AIM OF THE TASK = Skipping any pictures, give all of the records below again exactly.

** RECORDS PROVIDED follows **

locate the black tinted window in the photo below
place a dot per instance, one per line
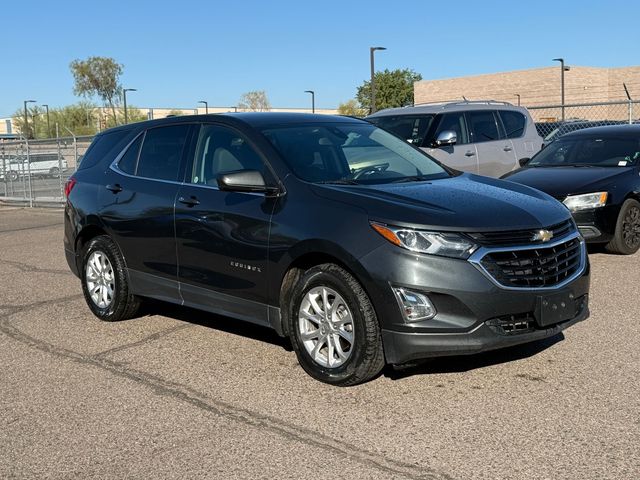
(411, 128)
(513, 122)
(483, 126)
(454, 122)
(129, 160)
(221, 149)
(103, 146)
(161, 152)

** End of RECORDS PROVIDED **

SOLUTION TO THIS EXERCISE =
locate the black tinted window in the photo below
place a dot per instance, one per line
(411, 128)
(513, 122)
(483, 126)
(454, 122)
(129, 160)
(221, 149)
(103, 146)
(161, 152)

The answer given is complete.